## [文本片段]
▽
这里syncLoopIteration同时监听了多个管道,我们逐个分析各个管道的处理方式:

configCh

configCh中的事件全部是来自于外部apiserver、file、url,此外从configCh中接收到的事件u还会附带有事件源source的信息,可以标记这个事件是从哪个source过来的,当从某个事件源接收到任意一个事件时,就会调用kl.sourcesReady.AddSource(u.Source)认为这个源已经ready准备好,当所有source都ready时,kubelet就可以开启housekeeping资源清理和回收工作。

这里我们以Pod的添加事件kubetypes.ADD为例,看一下在handler.HandlePodAdditions(u.Pods)具体一个pod时如何被创建出来的。

// HandlePodAdditions is the callback in SyncHandler for pods being added from
// a config source.
func (kl *Kubelet) HandlePodAdditions(pods []*v1.Pod) {
    start := kl.clock.Now()
    sort.Sort(sliceutils.PodsByCreationTime(pods))
    // 对每个pod,先加到podmanager中,然后检查是否admit,之后dispatchwork
    // 最后给probemanager加上此pod(如果spec中有probe的需要)
    for _, pod := range pods {
        existingPods := kl.podManager.GetPods()
        // Always add the pod to the pod manager. Kubelet relies on the pod
        // manager as the source of truth for the desired state. If a pod does
        // not exist in the pod manager, it means that it has been deleted in
        // the apiserver and no action (other than cleanup) is required.
        kl.podManager.AddPod(pod)
        // 如果是mirror就相当于原始的staticpod发生了UPDATE事件
        if kubepod.IsMirrorPod(pod) {
            kl.handleMirrorPod(pod, start)
            continue
        }

        if !kl.podIsTerminated(pod) {
            // Only go through the admission process if the pod is not
            // terminated.

            // We failed pods that we rejected, so activePods include all admitted
            // pods that are alive.
            activePods := kl.filterOutTerminatedPods(existingPods)

            // Check if we can admit the pod; if not, reject it.
            if ok, reason, message := kl.canAdmitPod(activePods, pod); !ok {
                kl.rejectPod(pod, reason, message)
△
## [所提供资料]
▽
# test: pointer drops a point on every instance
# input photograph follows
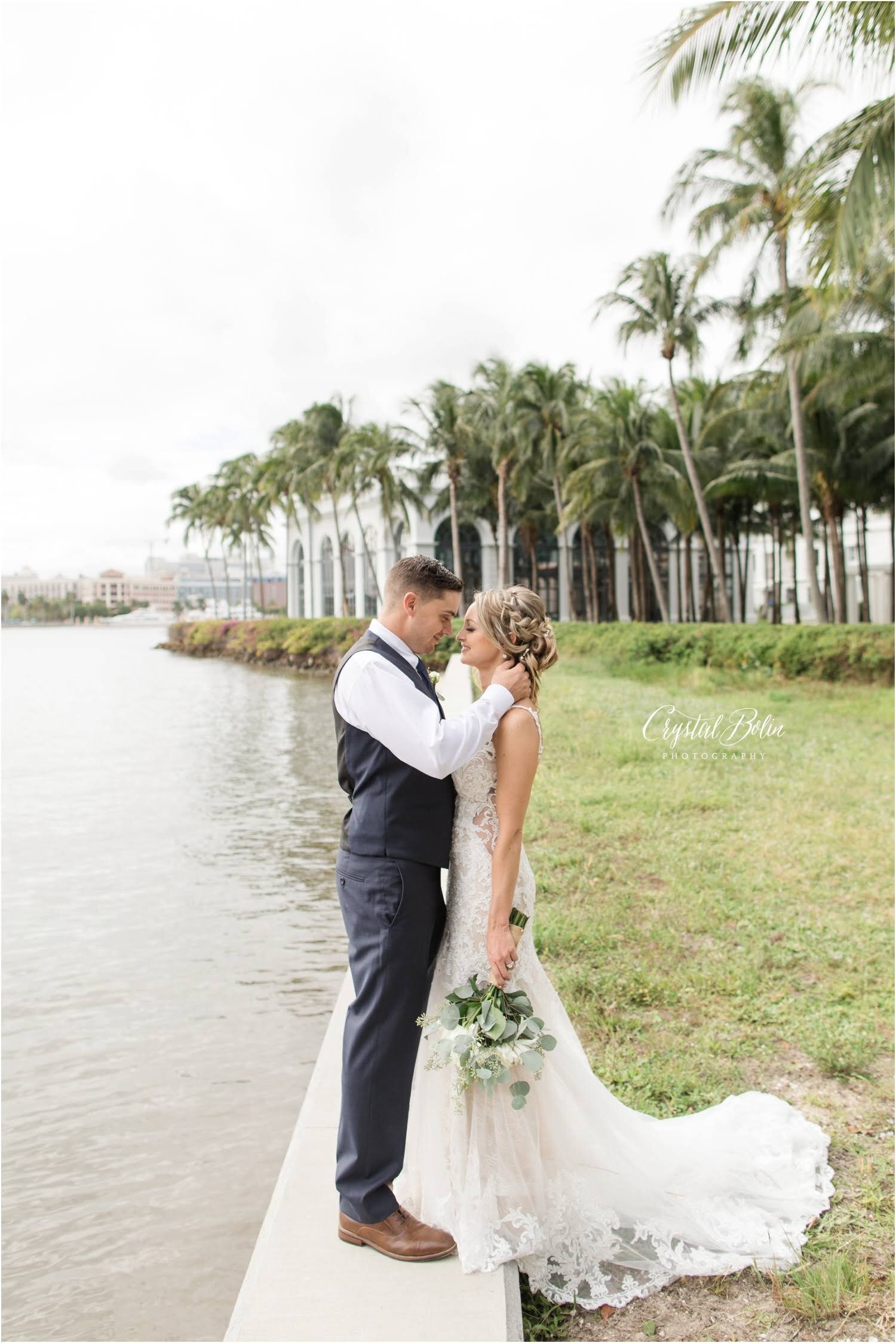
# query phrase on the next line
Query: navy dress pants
△
## [任务要求]
请根据上方文本片段回答：
1. 从某个事件源接收到任意一个事件时，会调用哪一个函数？
2. 在HandlePodAdditions中，传入的pods按什么进行排序？
3. 如果pod是mirror pod，会调用哪个方法进行处理？

## [回答]
1. kl.sourcesReady.AddSource(u.Source)
2. 按创建时间排序，即sort.Sort(sliceutils.PodsByCreationTime(pods))。
3. kl.handleMirrorPod(pod, start)